GIVEN EXERCISE
Please gather every line below that contains the string "truck" and copy each one in full. Matches must have the same case.

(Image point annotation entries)

------------------------------------------------

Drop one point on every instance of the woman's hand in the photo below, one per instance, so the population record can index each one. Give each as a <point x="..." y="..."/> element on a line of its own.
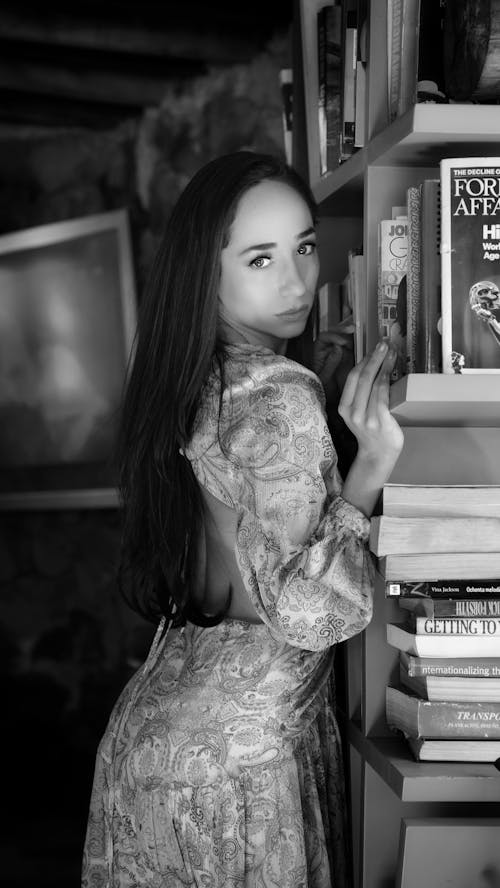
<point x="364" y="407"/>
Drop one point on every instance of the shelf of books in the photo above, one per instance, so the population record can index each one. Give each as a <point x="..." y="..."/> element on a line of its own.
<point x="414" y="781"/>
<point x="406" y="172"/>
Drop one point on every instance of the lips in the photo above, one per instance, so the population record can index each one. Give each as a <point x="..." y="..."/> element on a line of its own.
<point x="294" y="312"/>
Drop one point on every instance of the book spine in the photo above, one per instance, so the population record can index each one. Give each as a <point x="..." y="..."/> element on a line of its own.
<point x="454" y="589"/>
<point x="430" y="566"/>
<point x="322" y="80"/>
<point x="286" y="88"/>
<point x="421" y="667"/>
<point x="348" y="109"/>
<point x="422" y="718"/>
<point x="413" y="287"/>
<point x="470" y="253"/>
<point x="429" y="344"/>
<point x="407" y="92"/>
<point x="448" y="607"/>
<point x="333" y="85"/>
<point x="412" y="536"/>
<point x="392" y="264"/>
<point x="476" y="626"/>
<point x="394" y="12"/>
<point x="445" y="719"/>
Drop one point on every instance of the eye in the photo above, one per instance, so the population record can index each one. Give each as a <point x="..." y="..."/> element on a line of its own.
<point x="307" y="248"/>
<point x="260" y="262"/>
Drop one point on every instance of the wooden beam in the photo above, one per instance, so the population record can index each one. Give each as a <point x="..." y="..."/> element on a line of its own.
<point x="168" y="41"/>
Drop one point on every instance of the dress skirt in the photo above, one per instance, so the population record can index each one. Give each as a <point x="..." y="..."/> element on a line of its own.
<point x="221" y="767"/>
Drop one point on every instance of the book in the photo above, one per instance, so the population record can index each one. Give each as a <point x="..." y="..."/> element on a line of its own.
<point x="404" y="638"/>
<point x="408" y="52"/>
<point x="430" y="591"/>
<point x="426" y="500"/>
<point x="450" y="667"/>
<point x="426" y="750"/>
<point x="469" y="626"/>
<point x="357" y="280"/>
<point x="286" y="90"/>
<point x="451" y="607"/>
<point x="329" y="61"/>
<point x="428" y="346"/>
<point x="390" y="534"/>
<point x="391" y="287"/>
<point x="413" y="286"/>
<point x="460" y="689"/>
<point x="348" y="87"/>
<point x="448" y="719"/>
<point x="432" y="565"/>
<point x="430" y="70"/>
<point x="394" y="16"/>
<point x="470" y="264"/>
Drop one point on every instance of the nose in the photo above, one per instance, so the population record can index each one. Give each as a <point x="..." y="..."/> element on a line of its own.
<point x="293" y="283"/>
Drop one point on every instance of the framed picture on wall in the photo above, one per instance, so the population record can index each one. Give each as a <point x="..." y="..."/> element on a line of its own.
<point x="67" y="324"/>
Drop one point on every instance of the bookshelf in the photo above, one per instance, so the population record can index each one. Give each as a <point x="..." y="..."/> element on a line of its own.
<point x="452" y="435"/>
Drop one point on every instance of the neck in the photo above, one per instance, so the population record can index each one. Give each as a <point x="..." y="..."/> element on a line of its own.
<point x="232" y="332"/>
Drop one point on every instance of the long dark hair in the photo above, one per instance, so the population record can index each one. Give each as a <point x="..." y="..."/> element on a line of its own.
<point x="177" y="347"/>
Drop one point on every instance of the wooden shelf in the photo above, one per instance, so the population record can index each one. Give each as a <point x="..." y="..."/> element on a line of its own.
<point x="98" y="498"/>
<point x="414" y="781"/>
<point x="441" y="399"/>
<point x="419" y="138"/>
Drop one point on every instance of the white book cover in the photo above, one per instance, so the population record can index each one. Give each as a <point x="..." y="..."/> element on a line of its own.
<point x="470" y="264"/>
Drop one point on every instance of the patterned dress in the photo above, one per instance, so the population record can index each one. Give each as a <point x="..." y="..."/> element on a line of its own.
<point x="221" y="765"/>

------------------------------------------------

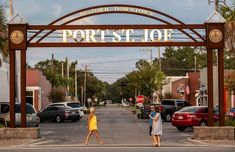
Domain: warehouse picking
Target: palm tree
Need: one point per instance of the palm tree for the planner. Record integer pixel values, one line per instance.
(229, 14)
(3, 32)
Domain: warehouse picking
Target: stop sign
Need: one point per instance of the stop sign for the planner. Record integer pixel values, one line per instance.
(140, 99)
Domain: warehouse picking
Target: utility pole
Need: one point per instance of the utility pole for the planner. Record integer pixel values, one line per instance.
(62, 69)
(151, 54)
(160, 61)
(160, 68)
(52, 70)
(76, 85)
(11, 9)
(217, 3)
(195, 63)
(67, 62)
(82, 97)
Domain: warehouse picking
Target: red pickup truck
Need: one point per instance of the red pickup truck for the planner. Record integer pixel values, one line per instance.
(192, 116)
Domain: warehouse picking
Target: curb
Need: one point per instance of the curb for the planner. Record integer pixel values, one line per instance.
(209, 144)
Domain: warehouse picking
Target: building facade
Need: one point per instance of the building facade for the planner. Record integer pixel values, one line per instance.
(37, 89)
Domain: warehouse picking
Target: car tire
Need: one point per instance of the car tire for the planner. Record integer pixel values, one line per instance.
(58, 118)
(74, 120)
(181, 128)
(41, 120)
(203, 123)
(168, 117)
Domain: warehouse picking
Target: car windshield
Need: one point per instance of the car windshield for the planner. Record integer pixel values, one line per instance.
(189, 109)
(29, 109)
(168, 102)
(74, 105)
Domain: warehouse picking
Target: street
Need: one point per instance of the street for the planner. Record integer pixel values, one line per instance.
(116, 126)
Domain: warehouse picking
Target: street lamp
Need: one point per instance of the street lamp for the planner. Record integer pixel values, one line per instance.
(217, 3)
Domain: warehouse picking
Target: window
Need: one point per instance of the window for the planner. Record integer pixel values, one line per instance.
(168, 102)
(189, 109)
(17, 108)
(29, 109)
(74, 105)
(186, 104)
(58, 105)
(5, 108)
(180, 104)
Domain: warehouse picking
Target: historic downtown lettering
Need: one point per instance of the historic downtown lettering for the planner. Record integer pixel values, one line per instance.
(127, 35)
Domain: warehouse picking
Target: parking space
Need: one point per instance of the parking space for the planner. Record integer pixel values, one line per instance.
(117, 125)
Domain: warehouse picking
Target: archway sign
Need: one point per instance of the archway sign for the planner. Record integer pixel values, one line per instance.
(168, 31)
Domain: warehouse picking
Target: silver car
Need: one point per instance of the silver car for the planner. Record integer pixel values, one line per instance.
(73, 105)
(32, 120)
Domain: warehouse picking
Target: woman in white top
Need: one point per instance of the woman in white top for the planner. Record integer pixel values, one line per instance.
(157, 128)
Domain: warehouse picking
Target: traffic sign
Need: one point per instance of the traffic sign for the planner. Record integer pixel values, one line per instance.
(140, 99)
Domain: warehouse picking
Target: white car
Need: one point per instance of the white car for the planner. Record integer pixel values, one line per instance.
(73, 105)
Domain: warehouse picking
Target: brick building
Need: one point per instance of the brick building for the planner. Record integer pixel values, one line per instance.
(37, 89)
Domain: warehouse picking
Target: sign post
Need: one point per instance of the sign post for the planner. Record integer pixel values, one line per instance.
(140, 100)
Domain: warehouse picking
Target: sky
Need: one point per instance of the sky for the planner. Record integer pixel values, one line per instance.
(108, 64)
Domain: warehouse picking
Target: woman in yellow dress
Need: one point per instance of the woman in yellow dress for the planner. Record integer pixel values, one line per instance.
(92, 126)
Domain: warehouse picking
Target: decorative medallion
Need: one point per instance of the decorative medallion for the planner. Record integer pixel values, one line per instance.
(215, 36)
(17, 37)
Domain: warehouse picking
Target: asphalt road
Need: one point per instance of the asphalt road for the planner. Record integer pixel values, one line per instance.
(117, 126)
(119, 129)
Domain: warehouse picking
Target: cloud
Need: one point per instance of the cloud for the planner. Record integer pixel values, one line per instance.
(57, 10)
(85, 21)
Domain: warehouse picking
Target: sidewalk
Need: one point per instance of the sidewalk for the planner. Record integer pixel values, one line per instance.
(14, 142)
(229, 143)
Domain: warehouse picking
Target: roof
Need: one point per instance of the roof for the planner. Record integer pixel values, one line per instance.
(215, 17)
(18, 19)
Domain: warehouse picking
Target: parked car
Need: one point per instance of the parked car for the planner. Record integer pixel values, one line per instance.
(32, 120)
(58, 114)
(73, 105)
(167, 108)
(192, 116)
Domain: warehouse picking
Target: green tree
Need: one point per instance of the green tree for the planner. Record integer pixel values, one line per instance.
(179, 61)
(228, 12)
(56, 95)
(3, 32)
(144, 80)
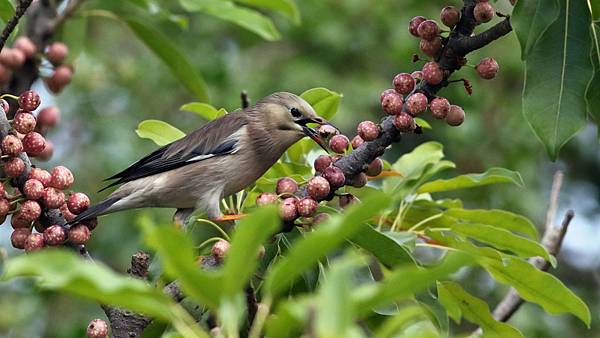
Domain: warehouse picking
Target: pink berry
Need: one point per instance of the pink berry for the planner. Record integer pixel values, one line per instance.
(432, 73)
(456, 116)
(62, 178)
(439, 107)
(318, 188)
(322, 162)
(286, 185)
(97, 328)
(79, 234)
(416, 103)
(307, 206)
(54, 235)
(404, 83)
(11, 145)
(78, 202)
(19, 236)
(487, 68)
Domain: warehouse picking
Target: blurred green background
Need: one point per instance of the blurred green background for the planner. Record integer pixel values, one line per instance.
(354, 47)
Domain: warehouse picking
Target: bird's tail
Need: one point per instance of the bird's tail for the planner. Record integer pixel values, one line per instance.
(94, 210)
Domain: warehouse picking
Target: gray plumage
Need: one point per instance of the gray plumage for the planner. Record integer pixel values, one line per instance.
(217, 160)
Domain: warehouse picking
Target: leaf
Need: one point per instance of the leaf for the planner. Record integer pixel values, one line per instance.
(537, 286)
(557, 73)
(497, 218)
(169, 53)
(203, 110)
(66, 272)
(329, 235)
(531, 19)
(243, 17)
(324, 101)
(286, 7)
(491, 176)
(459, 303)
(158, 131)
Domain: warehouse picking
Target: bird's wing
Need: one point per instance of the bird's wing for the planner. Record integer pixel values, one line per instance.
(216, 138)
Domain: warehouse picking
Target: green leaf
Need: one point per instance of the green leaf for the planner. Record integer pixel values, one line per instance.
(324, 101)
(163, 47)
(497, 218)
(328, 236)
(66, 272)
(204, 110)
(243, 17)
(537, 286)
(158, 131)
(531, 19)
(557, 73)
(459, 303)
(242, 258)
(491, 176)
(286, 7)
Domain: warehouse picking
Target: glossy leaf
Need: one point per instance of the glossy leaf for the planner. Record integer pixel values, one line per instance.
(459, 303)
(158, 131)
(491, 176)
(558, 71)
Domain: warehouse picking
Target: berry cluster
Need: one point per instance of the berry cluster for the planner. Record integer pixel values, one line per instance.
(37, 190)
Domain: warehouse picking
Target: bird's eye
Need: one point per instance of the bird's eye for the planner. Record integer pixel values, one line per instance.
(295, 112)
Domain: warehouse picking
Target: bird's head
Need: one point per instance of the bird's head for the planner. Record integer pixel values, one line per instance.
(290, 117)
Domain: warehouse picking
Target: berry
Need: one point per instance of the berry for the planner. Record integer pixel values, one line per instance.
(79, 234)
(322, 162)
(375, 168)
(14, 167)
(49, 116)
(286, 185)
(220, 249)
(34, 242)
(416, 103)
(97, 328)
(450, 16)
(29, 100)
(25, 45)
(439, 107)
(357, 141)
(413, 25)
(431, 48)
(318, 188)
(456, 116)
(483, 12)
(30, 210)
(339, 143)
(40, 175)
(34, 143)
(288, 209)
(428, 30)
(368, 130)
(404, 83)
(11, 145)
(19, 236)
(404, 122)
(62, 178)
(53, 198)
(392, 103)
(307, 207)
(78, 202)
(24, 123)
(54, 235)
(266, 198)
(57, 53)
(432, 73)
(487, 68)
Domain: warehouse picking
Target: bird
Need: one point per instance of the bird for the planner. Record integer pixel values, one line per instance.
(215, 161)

------------------------------------------------

SOLVED EXERCISE
Target: red pickup truck
Need: one point per instance of the red pickup truck for the planner. Record integer pixel values, one line per instance.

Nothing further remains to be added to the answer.